Dilansir dari www.chinadailyhk.com, masyarakat Asia, sejak dulu memang dikenal sebagai penggemar daging, khususnya daging babi. Namun kini, kegemaran untuk tidak makan daging tampaknya telah meningkat di sini.
Sebelum Omnipork hadir, perusahaan pengganti daging yang berbasis di AS, Beyond Meat dan Impossible Foods, telah hadir lebih dulu dengan kesuksesan yang ditandai dengan angka penjualan yang fantastis. Ditambah dengan putaran pendanaan yang kuat, seakan menjadi pesan bahwa makanan alternatif berbasis tanaman atau nabati saat ini tengah menjadi tren nasional, atau bahkan tren dunia.
Baca Juga: Asik! Diet Vegetarian Mampu Mencegah Kita Terkena Penyakit Mematikan Ini
Daging nabati, bisnis yang menjanjikan
Impossible Foods, sebuah startup di Silicon Valley, juga tak mau ketinggalan. Perusahaan yang menawarkan produk burger dan sosis bebas daging sapi, dan berikutnya akan memproduksi produk daging babi dan daging ayam vegan, kini memperluas jejaknya ke Singapura pada Maret 2019 setelah memasuki Hong Kong dan Makau tahun lalu. Demikian kata Nick Halla, wakil presiden senior internasional di Impossible Foods.
Perusahaan tersebut baru saja mendapat pendanaan Seri E sebesar 300 juta dolar AS atau setara Rp 4,2 triliun, sehingga total pendanaan perusahaan menjadi 750 juta dolar AS atau Rp 10,6 triliun. Jumlah ini memberi gambaran sekilas tentang bagaimana produk daging alternatif saat ini telah mengambil alih industri makanan yang sesungguhnya.
Sejak diluncurkan di Singapura, penjualan Impossible Foods telah meningkat di Asia lebih dari empat kali lipat hanya dalam beberapa bulan, menunjukkan betapa besar keinginan benua itu pada produk daging nabati. "Produk perusahaan Impossible Meat saat ini tersedia di lebih dari 180 restoran di Hong Kong, Makao, dan lebih dari 80 di Singapura," demikian dikatakan Halla.
Berterima kasih pada teknologi
Pengganti daging nabati bertujuan untuk menyenangkan pecinta daging dan vegetarian dengan menciptakan kembali pengalaman makan daging asli tanpa harus mengorbankan keyakinan menjadi vegan.

Sekumpulan data

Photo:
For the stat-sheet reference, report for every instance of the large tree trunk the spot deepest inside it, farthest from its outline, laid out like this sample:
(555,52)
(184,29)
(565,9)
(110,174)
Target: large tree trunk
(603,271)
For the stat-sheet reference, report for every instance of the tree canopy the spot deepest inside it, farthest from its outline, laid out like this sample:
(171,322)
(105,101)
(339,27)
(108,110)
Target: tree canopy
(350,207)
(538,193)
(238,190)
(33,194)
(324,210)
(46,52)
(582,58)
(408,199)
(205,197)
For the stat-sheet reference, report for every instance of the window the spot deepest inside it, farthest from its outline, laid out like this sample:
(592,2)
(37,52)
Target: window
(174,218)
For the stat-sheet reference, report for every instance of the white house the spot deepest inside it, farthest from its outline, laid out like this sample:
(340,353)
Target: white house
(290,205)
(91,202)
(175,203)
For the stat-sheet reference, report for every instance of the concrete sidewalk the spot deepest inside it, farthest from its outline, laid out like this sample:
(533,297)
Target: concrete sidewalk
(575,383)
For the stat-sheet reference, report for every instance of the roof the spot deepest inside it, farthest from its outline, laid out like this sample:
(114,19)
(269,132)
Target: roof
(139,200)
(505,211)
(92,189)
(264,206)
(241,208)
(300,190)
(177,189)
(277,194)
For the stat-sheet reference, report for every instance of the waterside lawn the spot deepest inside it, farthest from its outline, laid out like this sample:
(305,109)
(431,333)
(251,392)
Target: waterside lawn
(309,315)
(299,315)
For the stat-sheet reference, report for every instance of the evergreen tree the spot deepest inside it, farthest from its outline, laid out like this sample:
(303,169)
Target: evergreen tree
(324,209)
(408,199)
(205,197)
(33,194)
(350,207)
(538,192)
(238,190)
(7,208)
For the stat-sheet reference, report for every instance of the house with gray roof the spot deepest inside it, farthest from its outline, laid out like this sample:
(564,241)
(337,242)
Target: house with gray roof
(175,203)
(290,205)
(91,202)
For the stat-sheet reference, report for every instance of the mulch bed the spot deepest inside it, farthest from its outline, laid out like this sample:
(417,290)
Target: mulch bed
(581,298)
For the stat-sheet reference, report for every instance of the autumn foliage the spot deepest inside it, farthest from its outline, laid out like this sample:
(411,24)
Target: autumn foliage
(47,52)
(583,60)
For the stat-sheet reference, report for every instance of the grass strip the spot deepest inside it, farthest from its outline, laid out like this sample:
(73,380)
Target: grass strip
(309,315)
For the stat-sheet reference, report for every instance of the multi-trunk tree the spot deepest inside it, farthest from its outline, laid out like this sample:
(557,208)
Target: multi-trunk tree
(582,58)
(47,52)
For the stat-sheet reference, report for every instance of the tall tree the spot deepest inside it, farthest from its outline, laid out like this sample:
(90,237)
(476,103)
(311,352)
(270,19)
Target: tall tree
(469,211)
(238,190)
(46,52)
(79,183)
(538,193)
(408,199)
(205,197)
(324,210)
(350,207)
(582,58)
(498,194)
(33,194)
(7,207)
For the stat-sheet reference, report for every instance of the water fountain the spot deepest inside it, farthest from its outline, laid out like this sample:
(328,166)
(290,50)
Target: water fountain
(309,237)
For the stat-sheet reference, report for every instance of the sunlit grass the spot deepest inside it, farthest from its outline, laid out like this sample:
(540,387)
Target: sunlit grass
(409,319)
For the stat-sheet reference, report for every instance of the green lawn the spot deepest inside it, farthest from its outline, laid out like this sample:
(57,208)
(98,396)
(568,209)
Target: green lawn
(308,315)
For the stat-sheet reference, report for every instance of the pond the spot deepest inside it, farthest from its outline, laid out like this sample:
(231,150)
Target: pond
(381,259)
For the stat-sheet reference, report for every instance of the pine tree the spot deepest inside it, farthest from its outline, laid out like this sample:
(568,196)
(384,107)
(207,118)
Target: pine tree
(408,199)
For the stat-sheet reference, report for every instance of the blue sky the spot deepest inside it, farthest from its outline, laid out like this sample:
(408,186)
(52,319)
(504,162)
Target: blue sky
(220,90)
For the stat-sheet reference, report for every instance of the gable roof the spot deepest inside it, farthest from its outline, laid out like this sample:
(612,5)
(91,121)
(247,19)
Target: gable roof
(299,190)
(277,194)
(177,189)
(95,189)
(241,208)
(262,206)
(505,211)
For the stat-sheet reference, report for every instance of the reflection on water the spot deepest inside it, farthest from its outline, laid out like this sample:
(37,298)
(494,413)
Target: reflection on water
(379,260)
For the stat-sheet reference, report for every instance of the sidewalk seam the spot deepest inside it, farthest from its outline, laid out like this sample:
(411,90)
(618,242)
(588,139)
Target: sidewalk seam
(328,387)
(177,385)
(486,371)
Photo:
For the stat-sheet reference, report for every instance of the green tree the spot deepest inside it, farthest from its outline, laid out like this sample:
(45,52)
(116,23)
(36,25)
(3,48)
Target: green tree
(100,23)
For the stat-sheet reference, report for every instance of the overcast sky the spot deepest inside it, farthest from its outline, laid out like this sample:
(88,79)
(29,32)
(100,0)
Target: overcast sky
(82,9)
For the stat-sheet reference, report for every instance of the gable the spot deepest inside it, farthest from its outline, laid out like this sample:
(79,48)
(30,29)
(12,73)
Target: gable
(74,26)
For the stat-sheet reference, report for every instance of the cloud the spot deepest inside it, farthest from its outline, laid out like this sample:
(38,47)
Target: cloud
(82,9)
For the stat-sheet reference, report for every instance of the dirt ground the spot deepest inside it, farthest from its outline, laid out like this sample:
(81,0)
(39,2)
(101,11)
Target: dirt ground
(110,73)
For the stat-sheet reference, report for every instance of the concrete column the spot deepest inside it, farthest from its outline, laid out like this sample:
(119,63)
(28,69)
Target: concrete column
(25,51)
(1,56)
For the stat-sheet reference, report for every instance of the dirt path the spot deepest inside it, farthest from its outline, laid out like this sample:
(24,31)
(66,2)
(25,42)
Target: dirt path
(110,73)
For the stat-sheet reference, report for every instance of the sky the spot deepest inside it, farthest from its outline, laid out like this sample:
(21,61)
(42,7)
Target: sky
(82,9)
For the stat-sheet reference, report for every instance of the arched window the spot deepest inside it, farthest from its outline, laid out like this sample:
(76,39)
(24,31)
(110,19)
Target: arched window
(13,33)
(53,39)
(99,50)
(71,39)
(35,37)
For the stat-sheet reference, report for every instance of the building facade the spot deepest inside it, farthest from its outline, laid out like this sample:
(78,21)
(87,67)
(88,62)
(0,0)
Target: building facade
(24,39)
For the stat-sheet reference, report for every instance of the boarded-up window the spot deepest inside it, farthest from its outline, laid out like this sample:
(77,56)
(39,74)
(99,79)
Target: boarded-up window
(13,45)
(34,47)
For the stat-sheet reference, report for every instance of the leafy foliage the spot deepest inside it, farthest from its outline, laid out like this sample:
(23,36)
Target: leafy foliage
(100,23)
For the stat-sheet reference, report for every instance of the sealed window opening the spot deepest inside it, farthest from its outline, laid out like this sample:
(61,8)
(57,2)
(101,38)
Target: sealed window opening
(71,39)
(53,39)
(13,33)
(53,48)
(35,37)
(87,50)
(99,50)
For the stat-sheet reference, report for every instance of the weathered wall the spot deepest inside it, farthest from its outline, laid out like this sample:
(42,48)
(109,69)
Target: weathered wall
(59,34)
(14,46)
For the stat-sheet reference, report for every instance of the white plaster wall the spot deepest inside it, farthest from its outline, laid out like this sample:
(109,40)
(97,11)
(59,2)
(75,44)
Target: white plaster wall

* **Tugas Anda**
Tuliskan ulang bagian teks tentang daging nabati tanpa perubahan apa pun, mulai dari "Sejak diluncurkan di" sampai "keyakinan menjadi vegan.", termasuk kedua bagian itu. Data tersebut sama sekali tidak berperan di sini.

* **Hasil**
Sejak diluncurkan di Singapura, penjualan Impossible Foods telah meningkat di Asia lebih dari empat kali lipat hanya dalam beberapa bulan, menunjukkan betapa besar keinginan benua itu pada produk daging nabati. "Produk perusahaan Impossible Meat saat ini tersedia di lebih dari 180 restoran di Hong Kong, Makao, dan lebih dari 80 di Singapura," demikian dikatakan Halla.
Berterima kasih pada teknologi
Pengganti daging nabati bertujuan untuk menyenangkan pecinta daging dan vegetarian dengan menciptakan kembali pengalaman makan daging asli tanpa harus mengorbankan keyakinan menjadi vegan.